What you should do: At the line with "Each instance receives one keypoint. Mark the rocky mountain", start copying; carry on through the last line of the material below, exactly as written, and stop there.

Supplied records:
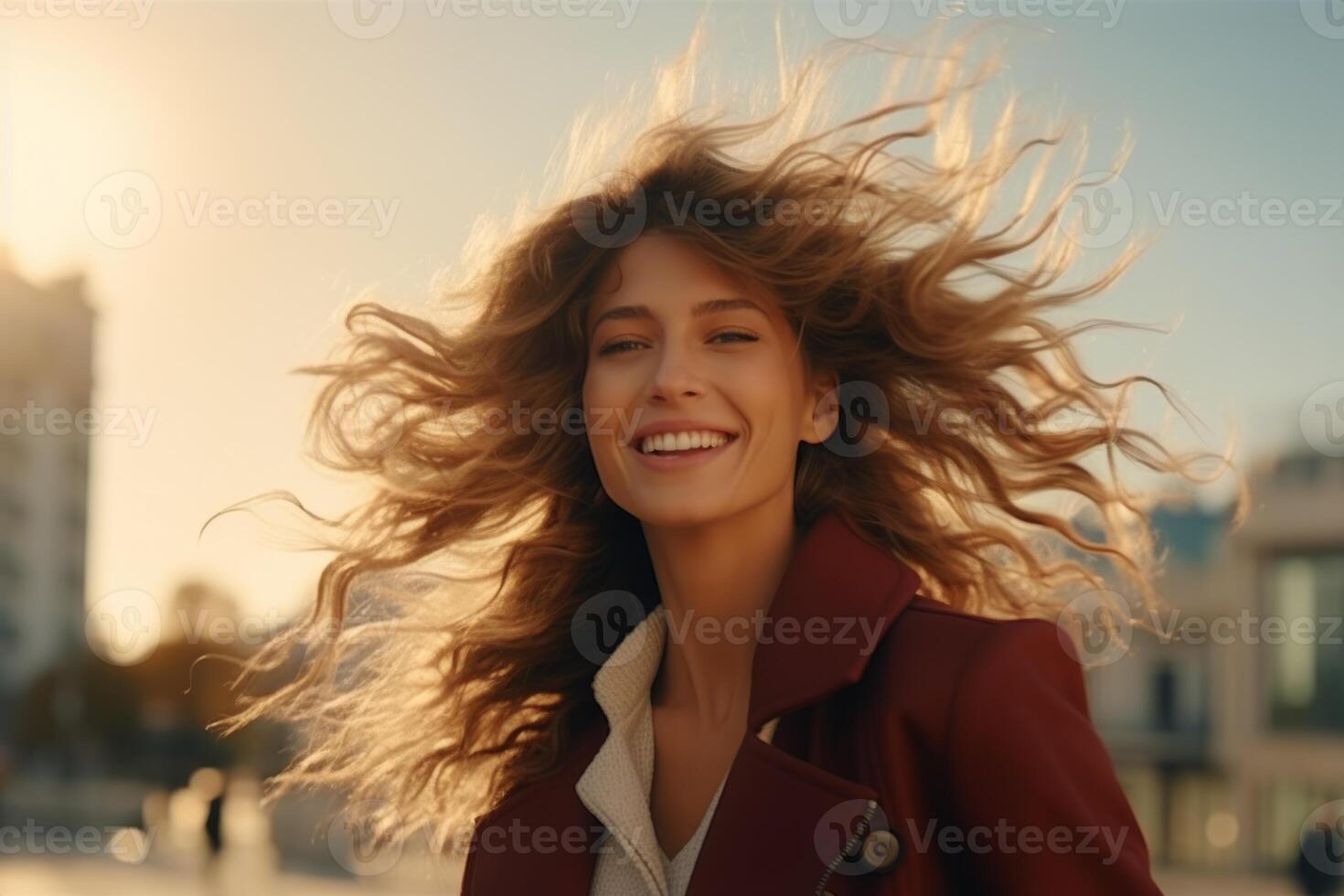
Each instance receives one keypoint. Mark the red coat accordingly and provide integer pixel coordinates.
(955, 758)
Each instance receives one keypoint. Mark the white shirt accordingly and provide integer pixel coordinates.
(617, 784)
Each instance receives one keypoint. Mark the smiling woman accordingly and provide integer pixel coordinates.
(667, 677)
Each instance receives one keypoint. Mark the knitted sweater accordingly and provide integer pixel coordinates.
(617, 784)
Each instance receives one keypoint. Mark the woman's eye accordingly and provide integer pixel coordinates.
(734, 336)
(618, 346)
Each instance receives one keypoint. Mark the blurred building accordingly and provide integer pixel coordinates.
(46, 382)
(1227, 724)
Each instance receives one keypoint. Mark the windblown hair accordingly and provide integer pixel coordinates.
(433, 699)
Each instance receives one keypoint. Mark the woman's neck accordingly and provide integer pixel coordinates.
(717, 581)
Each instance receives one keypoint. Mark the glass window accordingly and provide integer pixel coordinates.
(1304, 664)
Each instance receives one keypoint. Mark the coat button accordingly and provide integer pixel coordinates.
(880, 850)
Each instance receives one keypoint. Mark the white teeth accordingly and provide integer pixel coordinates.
(682, 441)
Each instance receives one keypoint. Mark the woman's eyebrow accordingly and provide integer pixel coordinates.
(709, 306)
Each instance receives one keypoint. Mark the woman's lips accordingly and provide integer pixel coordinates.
(682, 460)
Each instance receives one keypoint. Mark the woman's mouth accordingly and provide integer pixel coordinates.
(667, 450)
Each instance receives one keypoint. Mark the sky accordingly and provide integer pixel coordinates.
(453, 113)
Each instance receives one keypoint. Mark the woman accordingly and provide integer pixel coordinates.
(748, 437)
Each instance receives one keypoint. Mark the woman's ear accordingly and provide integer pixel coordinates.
(824, 409)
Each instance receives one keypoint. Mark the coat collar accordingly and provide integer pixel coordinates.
(837, 579)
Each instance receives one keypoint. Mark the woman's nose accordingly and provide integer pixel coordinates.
(677, 375)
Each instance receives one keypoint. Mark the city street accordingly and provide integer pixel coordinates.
(82, 876)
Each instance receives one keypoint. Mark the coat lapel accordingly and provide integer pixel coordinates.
(780, 819)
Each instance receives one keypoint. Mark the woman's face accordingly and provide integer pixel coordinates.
(695, 394)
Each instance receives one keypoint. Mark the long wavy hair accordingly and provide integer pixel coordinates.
(436, 672)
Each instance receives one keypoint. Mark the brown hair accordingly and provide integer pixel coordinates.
(415, 692)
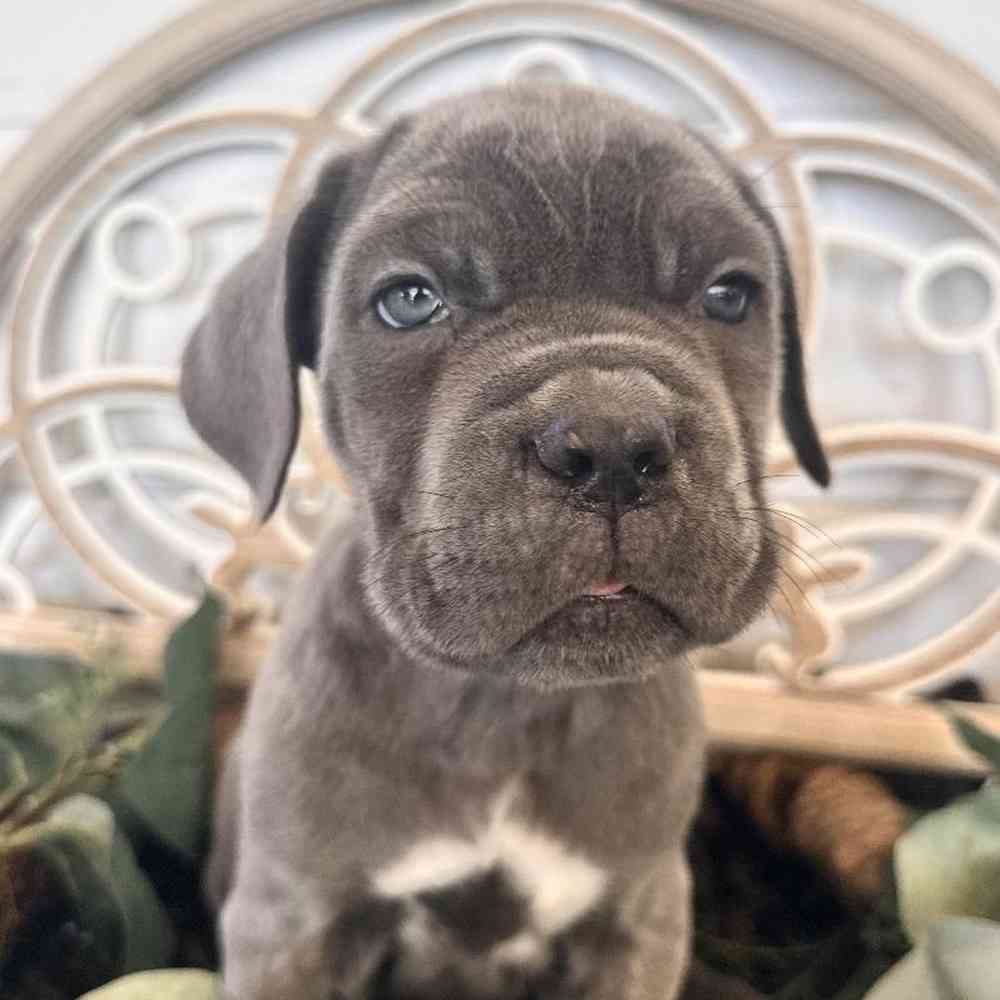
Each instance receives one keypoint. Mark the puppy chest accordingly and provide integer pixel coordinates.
(487, 906)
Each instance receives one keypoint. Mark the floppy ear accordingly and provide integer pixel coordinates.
(239, 374)
(795, 415)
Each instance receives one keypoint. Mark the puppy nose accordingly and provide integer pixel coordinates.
(610, 462)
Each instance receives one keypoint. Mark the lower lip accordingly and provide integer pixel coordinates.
(610, 591)
(620, 594)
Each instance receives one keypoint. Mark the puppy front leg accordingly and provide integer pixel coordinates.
(279, 945)
(641, 952)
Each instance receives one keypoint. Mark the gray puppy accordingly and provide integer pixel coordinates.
(549, 330)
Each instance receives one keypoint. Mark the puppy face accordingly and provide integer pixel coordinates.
(549, 330)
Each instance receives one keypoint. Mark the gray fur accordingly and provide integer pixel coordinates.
(436, 653)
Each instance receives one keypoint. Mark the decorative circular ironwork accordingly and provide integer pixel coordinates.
(112, 253)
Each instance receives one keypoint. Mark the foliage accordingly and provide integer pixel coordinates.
(103, 802)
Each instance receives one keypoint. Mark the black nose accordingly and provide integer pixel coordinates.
(609, 462)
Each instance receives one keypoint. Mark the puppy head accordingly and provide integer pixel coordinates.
(549, 330)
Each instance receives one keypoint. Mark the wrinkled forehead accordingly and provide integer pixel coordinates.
(497, 197)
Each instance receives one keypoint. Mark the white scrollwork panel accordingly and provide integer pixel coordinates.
(893, 581)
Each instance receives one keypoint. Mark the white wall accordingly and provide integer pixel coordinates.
(50, 47)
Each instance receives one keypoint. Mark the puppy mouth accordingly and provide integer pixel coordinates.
(618, 595)
(608, 590)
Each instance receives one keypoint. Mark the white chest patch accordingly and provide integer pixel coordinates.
(559, 885)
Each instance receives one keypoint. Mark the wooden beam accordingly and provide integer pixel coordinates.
(741, 711)
(906, 734)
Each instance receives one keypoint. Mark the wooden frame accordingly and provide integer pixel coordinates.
(798, 703)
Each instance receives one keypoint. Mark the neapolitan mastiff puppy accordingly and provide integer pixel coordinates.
(549, 330)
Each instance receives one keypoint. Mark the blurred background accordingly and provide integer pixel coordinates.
(878, 151)
(873, 132)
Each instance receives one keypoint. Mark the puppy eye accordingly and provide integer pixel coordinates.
(408, 304)
(729, 299)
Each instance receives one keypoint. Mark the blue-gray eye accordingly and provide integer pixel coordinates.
(729, 299)
(410, 304)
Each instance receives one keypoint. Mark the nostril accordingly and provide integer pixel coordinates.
(650, 464)
(579, 464)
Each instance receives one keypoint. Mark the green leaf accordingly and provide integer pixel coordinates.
(46, 717)
(977, 739)
(948, 863)
(959, 961)
(168, 984)
(99, 918)
(167, 783)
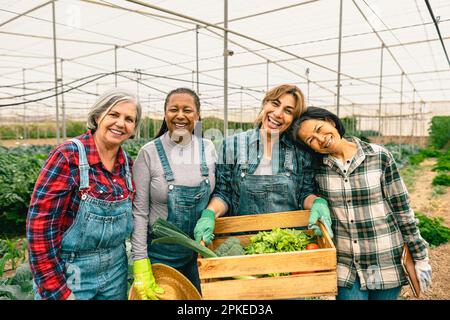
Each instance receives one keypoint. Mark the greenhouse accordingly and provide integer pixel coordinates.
(382, 67)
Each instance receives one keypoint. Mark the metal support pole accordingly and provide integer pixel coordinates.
(24, 107)
(381, 90)
(339, 59)
(138, 77)
(63, 106)
(413, 115)
(115, 65)
(55, 67)
(197, 57)
(225, 70)
(307, 84)
(148, 119)
(401, 110)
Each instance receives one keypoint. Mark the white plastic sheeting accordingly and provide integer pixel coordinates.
(273, 42)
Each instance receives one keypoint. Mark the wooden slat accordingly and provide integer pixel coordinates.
(267, 221)
(325, 241)
(320, 284)
(256, 264)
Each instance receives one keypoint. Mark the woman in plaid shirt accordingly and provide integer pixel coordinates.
(80, 212)
(370, 209)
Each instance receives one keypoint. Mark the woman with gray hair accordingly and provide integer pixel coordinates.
(81, 208)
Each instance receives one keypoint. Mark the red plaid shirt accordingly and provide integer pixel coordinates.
(54, 205)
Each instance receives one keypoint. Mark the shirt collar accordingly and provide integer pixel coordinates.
(363, 149)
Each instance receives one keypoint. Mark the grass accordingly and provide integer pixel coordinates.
(438, 191)
(409, 176)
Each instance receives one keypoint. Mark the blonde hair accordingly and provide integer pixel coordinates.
(275, 93)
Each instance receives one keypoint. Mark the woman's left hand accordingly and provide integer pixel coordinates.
(320, 212)
(423, 271)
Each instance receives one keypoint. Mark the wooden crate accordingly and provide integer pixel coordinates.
(315, 269)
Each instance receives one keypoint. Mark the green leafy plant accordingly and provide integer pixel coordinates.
(19, 286)
(439, 132)
(279, 240)
(442, 179)
(13, 251)
(432, 229)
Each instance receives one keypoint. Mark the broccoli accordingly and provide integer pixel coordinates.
(230, 247)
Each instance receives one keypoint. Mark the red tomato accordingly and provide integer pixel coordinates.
(312, 246)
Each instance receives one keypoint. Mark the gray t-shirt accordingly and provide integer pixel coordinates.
(151, 187)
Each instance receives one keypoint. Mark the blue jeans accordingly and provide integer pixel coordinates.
(355, 293)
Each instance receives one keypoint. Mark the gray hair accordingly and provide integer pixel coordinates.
(107, 101)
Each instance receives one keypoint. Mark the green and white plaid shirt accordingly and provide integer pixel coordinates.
(372, 217)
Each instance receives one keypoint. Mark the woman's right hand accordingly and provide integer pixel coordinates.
(144, 282)
(205, 226)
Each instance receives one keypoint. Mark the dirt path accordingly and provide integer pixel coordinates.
(424, 200)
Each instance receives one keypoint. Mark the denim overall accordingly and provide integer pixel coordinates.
(184, 206)
(93, 248)
(266, 193)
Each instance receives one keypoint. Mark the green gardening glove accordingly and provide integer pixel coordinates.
(205, 227)
(320, 212)
(144, 281)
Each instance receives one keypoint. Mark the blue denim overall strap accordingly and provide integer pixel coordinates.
(268, 193)
(93, 247)
(184, 206)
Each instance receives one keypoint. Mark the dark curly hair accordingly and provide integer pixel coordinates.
(315, 113)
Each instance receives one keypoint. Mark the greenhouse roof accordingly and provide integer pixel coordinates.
(391, 52)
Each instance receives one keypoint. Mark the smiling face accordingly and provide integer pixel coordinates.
(181, 114)
(321, 136)
(117, 124)
(278, 114)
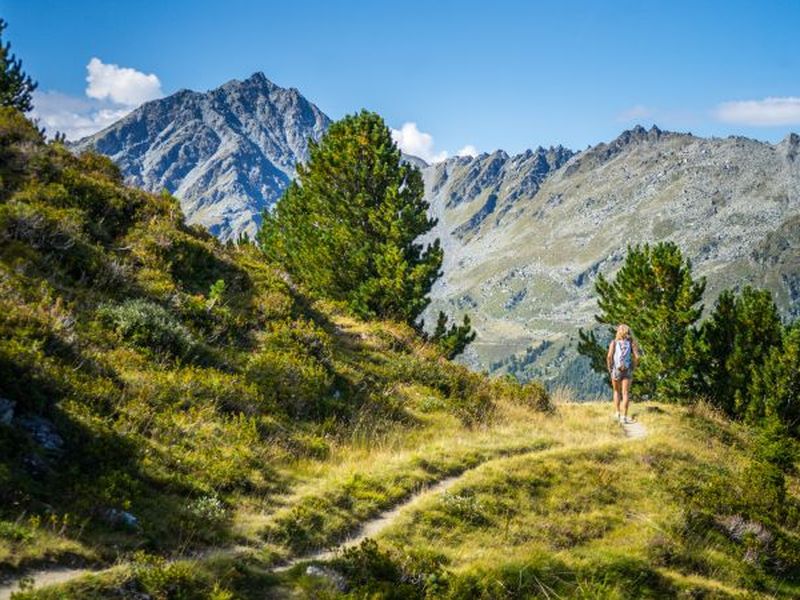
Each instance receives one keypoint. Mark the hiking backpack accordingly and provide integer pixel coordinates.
(622, 355)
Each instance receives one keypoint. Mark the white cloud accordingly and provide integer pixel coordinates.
(766, 112)
(74, 117)
(635, 113)
(468, 150)
(121, 85)
(417, 143)
(112, 92)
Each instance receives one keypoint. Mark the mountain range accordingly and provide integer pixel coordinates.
(226, 154)
(524, 236)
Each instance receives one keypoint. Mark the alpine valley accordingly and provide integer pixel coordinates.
(524, 236)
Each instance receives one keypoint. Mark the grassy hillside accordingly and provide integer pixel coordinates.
(551, 505)
(162, 392)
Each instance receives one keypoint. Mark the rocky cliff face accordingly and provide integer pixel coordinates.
(226, 154)
(526, 236)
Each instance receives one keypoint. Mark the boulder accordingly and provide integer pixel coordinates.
(121, 518)
(43, 432)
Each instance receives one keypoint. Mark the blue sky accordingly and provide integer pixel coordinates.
(492, 74)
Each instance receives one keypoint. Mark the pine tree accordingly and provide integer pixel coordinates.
(654, 294)
(734, 341)
(347, 227)
(16, 87)
(775, 387)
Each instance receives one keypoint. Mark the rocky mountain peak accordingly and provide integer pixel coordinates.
(227, 154)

Exercise response:
Each instance receives one keypoint. Mark the rocky mountain peak accordingly and provide integer pixel coordinates.
(227, 154)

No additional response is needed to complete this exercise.